═══ Data records

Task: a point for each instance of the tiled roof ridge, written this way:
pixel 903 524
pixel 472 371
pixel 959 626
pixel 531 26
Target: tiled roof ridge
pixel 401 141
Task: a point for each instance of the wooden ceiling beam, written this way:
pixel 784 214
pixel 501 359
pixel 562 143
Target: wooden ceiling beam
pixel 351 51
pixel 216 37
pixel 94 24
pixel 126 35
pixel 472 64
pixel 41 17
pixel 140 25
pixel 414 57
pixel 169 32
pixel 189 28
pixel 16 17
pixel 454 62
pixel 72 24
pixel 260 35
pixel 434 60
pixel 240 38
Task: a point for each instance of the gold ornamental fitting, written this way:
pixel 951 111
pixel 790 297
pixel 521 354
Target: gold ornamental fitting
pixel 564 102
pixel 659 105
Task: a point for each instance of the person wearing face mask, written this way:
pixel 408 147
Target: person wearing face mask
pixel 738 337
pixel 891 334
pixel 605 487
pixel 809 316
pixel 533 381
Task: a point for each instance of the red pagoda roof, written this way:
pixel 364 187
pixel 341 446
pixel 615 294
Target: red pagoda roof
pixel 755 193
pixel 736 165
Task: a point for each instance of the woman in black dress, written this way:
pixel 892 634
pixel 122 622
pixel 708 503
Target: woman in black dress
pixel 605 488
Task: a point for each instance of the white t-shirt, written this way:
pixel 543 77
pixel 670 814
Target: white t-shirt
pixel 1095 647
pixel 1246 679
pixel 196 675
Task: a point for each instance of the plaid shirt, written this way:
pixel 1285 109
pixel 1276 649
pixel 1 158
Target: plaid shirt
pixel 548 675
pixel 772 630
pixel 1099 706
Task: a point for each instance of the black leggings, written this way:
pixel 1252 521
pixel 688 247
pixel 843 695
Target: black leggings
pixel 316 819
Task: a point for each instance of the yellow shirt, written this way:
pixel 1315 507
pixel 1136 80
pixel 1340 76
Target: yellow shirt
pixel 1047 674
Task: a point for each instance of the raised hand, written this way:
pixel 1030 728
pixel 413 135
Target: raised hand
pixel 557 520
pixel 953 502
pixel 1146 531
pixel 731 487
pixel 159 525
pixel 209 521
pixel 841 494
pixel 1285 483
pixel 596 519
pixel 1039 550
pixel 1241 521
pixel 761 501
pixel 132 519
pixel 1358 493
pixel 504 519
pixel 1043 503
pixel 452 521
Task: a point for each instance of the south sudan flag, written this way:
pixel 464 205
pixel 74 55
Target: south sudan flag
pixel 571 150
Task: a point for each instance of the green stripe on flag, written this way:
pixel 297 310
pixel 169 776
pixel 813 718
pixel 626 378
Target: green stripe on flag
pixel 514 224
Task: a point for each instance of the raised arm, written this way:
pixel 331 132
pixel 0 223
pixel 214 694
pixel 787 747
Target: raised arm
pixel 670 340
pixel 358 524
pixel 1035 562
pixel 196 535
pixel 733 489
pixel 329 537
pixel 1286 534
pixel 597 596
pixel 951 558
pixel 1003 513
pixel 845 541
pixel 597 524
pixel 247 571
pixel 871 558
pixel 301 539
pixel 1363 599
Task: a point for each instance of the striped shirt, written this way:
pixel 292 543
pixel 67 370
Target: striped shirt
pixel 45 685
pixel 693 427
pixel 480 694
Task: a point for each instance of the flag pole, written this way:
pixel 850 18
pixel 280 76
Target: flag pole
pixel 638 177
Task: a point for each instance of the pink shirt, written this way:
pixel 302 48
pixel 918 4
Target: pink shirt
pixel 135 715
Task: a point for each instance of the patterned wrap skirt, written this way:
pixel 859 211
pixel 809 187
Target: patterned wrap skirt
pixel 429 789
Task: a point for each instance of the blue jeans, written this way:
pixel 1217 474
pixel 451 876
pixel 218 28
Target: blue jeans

══════

# Description of the task
Please reproduce, word for word, the stretch of the entries above from the line containing "Task: a point for each instance of the pink" through the last line of the entries.

# Answer to the task
Task: a point for each instance of the pink shirt, written this way:
pixel 302 48
pixel 918 4
Target: pink shirt
pixel 135 715
Task: a point for each instance of the patterned wrap skirt, written this way:
pixel 859 211
pixel 809 187
Target: patterned wrap skirt
pixel 429 789
Task: a point for each instance of the blue jeans, written this way:
pixel 1217 474
pixel 451 876
pixel 218 28
Target: blue jeans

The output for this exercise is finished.